Dataset excerpt:
-- begin --

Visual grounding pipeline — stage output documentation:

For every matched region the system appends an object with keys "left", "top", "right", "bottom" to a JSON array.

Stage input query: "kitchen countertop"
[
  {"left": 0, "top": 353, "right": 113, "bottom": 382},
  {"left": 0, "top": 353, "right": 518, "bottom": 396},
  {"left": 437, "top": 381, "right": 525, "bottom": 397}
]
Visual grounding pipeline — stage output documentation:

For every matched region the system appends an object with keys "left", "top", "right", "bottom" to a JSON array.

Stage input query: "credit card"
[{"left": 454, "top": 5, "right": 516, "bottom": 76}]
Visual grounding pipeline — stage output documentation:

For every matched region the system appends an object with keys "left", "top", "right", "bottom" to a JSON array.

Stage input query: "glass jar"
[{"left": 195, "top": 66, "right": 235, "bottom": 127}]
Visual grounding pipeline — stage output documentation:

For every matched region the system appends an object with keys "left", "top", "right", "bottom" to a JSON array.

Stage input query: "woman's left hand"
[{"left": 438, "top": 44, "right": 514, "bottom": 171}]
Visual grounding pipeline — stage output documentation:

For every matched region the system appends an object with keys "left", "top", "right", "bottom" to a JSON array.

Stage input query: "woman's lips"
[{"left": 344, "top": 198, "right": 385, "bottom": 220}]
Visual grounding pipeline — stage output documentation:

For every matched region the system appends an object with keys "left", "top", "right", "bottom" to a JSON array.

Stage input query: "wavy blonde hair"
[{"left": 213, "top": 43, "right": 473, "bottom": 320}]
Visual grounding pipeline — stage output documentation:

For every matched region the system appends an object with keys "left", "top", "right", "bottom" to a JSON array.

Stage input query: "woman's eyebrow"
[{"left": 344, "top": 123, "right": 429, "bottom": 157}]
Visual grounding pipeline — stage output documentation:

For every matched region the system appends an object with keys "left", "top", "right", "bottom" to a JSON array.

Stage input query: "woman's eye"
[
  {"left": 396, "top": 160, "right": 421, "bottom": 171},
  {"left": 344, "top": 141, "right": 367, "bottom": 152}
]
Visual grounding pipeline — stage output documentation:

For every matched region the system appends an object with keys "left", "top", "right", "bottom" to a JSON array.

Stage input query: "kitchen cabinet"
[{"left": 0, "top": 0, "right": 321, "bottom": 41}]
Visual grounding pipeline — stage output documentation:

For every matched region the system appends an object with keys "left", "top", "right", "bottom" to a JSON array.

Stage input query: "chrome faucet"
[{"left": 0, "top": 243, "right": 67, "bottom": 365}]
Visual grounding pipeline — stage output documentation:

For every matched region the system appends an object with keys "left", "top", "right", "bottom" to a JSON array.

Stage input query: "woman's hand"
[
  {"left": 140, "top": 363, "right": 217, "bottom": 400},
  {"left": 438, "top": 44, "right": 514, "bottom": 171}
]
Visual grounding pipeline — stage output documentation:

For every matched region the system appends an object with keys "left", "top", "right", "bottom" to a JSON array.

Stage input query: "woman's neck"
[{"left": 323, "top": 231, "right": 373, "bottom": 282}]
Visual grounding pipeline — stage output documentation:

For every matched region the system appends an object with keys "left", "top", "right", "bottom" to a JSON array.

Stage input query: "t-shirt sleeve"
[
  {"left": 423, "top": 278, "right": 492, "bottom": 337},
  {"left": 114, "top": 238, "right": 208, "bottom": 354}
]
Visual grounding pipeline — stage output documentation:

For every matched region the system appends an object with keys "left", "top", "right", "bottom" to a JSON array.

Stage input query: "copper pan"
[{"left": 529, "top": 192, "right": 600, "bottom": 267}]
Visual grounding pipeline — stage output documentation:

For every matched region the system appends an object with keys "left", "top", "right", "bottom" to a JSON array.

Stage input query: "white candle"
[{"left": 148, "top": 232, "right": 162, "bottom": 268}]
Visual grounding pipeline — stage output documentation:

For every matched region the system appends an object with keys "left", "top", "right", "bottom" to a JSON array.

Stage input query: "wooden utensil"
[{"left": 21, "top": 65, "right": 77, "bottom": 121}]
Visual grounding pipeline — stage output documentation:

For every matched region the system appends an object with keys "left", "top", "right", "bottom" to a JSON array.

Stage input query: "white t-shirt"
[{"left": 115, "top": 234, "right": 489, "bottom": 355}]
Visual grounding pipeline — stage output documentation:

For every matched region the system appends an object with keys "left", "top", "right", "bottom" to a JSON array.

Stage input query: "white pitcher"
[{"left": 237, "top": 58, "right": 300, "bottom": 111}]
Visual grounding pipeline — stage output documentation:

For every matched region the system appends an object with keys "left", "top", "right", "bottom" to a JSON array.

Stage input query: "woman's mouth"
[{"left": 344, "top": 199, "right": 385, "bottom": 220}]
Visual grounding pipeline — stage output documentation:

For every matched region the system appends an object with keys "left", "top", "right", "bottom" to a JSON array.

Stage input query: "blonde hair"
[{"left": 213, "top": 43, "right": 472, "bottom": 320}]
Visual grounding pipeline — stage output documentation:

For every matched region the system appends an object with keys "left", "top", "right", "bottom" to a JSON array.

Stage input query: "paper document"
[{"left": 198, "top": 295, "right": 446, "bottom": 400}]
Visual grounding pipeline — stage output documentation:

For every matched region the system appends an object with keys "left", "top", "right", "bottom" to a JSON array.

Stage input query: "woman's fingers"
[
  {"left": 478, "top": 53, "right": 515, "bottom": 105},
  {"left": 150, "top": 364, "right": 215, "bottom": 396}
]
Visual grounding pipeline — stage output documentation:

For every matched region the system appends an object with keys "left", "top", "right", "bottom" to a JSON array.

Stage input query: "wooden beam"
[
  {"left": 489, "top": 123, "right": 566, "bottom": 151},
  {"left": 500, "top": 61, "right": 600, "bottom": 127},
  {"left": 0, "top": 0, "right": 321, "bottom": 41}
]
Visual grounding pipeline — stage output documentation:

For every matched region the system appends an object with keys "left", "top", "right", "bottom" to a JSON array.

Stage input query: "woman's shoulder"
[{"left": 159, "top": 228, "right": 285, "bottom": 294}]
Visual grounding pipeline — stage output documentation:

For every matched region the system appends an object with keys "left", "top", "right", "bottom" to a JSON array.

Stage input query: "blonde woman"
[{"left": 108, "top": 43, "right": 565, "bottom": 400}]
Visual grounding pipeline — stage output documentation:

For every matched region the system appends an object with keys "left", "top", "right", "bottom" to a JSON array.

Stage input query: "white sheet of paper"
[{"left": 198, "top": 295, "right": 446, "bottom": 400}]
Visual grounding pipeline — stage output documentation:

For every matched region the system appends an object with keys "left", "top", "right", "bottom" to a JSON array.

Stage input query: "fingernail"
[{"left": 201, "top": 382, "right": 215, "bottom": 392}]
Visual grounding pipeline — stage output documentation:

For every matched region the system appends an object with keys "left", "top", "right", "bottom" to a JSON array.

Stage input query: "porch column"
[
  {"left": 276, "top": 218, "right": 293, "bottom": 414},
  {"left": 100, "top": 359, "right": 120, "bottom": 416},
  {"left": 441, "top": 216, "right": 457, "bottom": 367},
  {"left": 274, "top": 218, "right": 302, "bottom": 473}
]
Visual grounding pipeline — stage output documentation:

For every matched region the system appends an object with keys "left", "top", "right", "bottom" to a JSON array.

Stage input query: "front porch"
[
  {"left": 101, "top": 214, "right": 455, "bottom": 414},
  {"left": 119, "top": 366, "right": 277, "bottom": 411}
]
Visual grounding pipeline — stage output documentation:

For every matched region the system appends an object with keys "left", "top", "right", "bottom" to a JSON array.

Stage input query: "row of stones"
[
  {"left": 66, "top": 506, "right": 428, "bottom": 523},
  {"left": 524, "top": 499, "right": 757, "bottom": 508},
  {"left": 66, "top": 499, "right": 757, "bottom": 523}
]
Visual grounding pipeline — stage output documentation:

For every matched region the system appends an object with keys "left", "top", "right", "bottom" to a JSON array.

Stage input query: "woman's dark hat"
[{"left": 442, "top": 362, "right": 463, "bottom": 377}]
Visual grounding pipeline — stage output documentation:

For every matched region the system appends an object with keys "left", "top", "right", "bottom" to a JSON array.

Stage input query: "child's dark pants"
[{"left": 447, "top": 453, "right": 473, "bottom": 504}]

-- end --

* Problem requirements:
Identify every line in the dataset excerpt above that contains the word "blonde", and copy each of those lines.

* The output:
Stage input query: "wavy blonde hair"
Stage input query: "blonde hair"
Stage input query: "blonde woman"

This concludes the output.